**Task prompt:** Repeat verbatim, and only, the lines of the data below, beginning at the line that contains "Target: wall decal lettering" and stopping after the line that contains "309, row 199.".

**Point-per-instance localization data:**
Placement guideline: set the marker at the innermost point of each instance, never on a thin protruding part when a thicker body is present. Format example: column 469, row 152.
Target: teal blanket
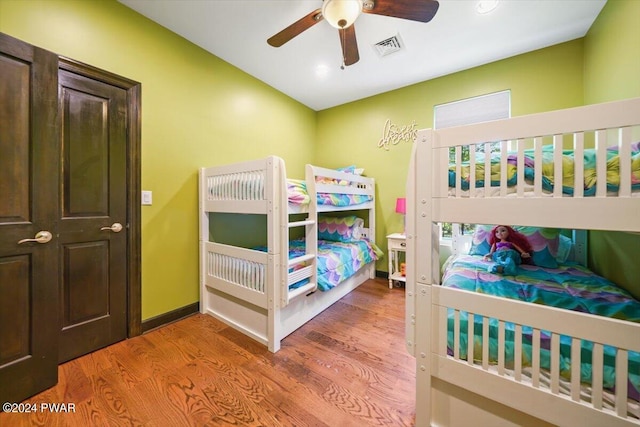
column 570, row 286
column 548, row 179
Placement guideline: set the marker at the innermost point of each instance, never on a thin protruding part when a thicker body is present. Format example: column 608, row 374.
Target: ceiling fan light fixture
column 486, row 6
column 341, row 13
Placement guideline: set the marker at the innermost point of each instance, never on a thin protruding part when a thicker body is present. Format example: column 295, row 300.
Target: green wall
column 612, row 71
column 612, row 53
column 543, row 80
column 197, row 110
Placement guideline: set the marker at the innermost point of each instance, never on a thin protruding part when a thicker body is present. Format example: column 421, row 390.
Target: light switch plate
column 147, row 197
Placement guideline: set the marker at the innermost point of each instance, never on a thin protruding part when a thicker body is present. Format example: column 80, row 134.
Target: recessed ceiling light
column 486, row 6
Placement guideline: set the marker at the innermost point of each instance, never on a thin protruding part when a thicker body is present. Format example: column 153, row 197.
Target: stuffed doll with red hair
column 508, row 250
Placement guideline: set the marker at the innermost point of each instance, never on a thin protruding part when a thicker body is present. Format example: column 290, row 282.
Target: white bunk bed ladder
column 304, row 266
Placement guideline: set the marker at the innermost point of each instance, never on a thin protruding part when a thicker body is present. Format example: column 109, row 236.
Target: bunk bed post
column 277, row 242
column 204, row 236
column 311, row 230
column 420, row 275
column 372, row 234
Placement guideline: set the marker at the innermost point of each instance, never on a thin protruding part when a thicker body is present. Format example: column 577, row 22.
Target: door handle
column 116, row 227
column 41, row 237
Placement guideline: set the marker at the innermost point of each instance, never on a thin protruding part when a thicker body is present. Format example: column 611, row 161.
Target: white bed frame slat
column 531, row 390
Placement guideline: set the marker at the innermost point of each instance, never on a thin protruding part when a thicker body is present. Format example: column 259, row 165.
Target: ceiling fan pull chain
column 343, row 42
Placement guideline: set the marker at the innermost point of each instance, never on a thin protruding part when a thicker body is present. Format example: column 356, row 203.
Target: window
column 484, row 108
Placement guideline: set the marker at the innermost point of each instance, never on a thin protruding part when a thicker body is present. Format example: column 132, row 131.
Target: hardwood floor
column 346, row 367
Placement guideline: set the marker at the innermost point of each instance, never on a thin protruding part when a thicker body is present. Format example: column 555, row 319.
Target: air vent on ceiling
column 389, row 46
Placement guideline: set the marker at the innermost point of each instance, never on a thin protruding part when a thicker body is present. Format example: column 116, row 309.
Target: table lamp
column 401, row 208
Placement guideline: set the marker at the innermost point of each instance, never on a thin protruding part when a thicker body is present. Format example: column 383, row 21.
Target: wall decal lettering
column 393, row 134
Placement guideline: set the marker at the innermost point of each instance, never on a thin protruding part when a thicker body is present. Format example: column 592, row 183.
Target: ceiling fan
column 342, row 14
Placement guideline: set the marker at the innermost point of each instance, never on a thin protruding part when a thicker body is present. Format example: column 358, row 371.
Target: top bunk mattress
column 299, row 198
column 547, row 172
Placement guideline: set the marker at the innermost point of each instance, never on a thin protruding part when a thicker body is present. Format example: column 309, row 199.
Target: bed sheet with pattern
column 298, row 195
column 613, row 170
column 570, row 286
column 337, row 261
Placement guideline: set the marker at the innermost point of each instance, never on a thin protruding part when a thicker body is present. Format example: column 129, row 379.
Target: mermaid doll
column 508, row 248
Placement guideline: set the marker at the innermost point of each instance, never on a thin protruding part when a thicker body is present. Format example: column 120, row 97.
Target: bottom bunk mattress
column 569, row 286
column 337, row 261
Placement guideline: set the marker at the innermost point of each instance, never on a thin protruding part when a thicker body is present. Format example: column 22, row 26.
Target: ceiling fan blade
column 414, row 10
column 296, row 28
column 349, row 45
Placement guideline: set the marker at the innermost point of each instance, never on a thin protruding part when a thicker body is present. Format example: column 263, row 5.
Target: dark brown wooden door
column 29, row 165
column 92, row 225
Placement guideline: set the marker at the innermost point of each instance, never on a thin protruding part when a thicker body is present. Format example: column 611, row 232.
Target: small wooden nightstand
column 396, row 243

**Your solution:**
Target: wall decal lettering
column 393, row 134
Placement guideline: set the marker at the innermost point of each instance, never on a thin protruding part when a thicker body is present. Format example: column 592, row 183.
Target: ceiling fan
column 342, row 14
Placement guideline: set the marker at the innermost point of each instance, never on a thin protruding part when a thicker body is present. Format example: column 358, row 371.
Target: top bunk mattress
column 299, row 198
column 547, row 172
Placement guideline: set the marker at the innermost point of each instance, never on a thin protruding part when a thicker body is present. Format example: column 309, row 199.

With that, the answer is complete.